START Working data
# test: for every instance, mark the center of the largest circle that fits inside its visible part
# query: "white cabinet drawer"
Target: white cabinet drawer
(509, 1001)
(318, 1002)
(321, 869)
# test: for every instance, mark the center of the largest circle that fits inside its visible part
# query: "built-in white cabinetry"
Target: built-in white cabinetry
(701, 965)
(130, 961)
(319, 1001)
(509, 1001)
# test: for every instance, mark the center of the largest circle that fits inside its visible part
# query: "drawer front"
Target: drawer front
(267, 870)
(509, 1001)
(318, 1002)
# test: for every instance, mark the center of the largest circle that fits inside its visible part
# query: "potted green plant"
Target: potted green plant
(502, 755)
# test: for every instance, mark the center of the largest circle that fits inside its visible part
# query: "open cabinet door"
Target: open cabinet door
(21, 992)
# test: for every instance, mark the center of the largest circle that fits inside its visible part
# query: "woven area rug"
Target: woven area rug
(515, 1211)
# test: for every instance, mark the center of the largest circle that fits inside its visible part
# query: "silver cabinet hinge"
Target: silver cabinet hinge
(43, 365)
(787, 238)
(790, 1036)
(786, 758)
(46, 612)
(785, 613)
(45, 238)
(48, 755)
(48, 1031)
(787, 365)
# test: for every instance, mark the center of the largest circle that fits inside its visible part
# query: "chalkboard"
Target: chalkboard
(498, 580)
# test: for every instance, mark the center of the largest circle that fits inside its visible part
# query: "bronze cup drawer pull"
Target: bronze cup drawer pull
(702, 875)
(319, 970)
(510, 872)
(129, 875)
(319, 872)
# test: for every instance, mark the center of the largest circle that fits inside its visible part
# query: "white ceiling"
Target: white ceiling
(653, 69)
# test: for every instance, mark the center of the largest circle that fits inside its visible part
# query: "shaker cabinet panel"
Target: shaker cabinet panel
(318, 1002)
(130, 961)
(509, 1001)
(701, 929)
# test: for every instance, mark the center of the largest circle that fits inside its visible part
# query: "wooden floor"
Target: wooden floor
END Working data
▸ **Objective**
List every line in the rows above that contains the string "potted", matching case exactly.

▸ **Worked answer**
# query: "potted green plant"
Target: potted green plant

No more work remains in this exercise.